● **Study questions**:
1 > In the press release about Slavko Dokmanovic's death, copy everything from "Following the death, in" down to "of the accused.", changing "Dutch authorities" to "Netherlands authorities".
2 > According to the press release about Slavko Dokmanovic's death, who ordered an inquiry into the circumstances surrounding the death?
3 > Shorten the paragraph beginning "Following the death, in the night of 29 June 1998" in the press release about Slavko Dokmanovic's death, keeping its main facts.

● **Page excerpt**:

---

|(Exclusively for the use of the media. Not an official document)
The Hague, 29 June 1998
Accused Slavko Dokmanovic found dead in his cell.
Following the death, in the night of 29 June 1998, of accused Dokmanovic, the Registry of the International Criminal Tribunal for the Former Yugoslavia has asked the Dutch authorities- to conduct an inquest in accordance with the legal requirements of the Host State, as provided for by Rule 32 (B) of the Rules governing the detention of persons awaiting trial or appeal before the Tribunal or otherwise detained on the authority of the Tribunal.
Acting under Rule 32 ( C) , the President of the ICTY, Judge Gabrielle Kirk McDonald, ordered an inquiry into the circumstances surrounding the death of the accused.
Pending the completion of this investigation, the Registry makes available the following facts:
Just after midnight on Monday 29 June 1998, a guard at the ICTY’s Detention Unit discovered the body of accused Slavko Dokmanovic hanging behind the door of his cell.

---

● **Extracted data**:
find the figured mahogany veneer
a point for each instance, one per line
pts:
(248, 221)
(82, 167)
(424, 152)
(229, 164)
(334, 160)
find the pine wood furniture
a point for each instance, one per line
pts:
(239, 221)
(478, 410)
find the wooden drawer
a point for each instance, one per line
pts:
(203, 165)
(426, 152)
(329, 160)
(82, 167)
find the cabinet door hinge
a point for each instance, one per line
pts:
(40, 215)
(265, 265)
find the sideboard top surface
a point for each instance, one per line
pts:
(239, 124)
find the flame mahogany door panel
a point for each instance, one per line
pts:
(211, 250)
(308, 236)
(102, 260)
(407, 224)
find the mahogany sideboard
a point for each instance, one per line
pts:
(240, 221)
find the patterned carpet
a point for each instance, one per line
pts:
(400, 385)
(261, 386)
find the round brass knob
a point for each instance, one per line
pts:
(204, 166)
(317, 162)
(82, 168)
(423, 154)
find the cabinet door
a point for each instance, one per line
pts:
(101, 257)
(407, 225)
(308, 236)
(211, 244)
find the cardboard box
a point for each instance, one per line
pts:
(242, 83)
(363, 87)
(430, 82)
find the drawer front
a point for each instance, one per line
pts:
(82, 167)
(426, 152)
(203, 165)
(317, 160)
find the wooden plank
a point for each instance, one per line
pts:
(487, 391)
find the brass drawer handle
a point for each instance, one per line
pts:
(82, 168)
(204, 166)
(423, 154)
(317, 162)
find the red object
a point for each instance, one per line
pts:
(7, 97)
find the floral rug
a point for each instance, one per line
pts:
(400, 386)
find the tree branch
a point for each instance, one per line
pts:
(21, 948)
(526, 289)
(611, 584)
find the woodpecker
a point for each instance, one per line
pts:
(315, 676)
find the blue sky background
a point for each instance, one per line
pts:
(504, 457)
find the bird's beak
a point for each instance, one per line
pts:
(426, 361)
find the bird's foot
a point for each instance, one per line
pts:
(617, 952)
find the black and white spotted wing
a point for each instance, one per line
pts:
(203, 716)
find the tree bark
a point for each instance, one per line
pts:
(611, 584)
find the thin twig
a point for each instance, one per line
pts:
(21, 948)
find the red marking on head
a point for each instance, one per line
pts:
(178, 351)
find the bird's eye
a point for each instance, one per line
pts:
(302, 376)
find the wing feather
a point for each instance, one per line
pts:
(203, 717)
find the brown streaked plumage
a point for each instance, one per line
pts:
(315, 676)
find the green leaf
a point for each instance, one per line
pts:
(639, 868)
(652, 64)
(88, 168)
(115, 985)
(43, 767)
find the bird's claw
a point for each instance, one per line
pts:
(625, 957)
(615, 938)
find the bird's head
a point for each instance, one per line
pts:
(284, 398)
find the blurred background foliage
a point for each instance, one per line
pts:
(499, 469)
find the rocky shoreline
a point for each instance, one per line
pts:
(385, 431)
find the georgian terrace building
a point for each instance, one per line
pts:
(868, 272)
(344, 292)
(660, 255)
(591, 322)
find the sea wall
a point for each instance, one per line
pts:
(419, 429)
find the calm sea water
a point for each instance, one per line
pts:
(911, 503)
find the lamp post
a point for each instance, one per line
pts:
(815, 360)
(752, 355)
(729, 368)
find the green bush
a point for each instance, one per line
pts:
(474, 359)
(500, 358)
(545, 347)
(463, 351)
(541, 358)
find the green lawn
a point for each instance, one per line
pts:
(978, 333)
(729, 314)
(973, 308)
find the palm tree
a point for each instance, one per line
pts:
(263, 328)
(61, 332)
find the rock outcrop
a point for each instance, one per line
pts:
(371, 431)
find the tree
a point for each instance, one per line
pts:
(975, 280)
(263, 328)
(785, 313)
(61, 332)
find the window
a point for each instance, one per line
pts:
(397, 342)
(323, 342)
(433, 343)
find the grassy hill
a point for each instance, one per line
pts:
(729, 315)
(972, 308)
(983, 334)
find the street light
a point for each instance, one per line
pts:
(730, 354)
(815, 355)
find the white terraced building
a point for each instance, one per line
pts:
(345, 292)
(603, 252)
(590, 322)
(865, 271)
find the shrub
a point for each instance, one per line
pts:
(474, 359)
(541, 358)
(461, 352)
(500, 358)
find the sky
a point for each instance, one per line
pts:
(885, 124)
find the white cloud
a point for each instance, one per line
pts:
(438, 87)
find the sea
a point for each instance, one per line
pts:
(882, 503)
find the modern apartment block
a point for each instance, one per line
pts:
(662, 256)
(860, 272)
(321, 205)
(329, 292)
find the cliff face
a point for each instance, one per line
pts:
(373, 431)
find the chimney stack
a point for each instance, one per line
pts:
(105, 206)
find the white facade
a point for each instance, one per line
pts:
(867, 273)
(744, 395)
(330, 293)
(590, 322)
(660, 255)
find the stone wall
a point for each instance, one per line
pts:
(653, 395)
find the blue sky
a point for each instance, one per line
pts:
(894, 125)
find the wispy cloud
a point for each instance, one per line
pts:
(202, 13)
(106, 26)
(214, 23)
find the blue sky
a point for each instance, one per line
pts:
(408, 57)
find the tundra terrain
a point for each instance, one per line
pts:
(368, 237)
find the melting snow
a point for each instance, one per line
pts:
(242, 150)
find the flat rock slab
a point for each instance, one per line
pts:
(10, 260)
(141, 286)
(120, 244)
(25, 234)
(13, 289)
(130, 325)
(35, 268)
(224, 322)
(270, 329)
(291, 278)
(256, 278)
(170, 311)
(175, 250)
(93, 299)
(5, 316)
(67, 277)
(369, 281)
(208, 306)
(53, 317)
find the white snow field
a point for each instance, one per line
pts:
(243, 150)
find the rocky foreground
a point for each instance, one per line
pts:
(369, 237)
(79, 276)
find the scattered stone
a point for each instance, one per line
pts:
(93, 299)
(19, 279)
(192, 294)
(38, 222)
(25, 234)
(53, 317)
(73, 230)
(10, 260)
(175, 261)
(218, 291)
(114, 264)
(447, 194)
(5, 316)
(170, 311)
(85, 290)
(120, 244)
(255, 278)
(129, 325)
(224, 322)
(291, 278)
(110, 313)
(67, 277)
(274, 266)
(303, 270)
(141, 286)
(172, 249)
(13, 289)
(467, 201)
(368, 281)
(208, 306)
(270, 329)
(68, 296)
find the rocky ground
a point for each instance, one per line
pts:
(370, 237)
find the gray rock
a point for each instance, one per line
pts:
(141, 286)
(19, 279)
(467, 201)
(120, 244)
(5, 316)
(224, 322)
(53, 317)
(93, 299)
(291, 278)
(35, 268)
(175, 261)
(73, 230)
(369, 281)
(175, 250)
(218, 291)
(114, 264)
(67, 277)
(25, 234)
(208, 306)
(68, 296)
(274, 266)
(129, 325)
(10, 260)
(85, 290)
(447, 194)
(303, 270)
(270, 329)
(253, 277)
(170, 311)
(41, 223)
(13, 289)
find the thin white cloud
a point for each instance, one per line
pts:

---

● **Outputs for the tasks**:
1 >
Following the death, in the night of 29 June 1998, of accused Dokmanovic, the Registry of the International Criminal Tribunal for the Former Yugoslavia has asked the Netherlands authorities- to conduct an inquest in accordance with the legal requirements of the Host State, as provided for by Rule 32 (B) of the Rules governing the detention of persons awaiting trial or appeal before the Tribunal or otherwise detained on the authority of the Tribunal.
Acting under Rule 32 ( C) , the President of the ICTY, Judge Gabrielle Kirk McDonald, ordered an inquiry into the circumstances surrounding the death of the accused.

2 > The President of the ICTY, Judge Gabrielle Kirk McDonald, ordered the inquiry.

3 > After accused Dokmanovic died in the night of 29 June 1998, the ICTY Registry asked the Dutch authorities to conduct an inquest under the Host State's legal requirements. Rule 32 (B) of the Tribunal's detention rules provides for this.